— Begin —
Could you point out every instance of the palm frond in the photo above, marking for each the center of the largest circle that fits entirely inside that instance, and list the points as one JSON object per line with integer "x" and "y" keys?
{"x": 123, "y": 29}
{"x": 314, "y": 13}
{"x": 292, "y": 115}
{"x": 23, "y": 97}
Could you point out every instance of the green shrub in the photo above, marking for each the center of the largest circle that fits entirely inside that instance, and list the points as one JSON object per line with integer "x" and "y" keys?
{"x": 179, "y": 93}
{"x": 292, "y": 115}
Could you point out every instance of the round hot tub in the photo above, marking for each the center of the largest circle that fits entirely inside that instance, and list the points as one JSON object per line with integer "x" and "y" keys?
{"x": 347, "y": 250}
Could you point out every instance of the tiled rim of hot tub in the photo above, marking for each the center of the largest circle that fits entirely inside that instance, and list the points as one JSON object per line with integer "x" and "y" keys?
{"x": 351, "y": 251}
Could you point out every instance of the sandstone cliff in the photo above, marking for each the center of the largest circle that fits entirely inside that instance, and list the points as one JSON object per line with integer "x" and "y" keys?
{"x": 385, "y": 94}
— End —
- [The exercise] Beginning at the line that contains "Could you point out every instance of the green", retype each line of the listing up to and including the last one, exactly as it stands, and nothing else.

- [Exercise response]
Could you point out every instance of the green shrub in the photo above, marking for each the center of the largest circle that fits entirely inside that instance, and list the points as one JSON object per line with integer "x" and "y" keys?
{"x": 179, "y": 93}
{"x": 292, "y": 115}
Could you point out every instance of the round hot tub in the photo above, marking for each the center of the largest circle that fits entirely inside that instance, and list the points as one JSON object per line with integer "x" and "y" keys?
{"x": 347, "y": 250}
Could you point out every instance of the tiled rim of hot tub in the photo above, marking for each the center of the largest circle that fits entirely inside that instance, and list the points as one JSON object per line with integer "x" and "y" keys?
{"x": 351, "y": 251}
Could you point out every instance of the sandstone cliff in the photo above, marking for each the center of the largest circle that fits entirely inside that instance, and list the points as one JSON object per line with integer "x" and "y" keys?
{"x": 385, "y": 94}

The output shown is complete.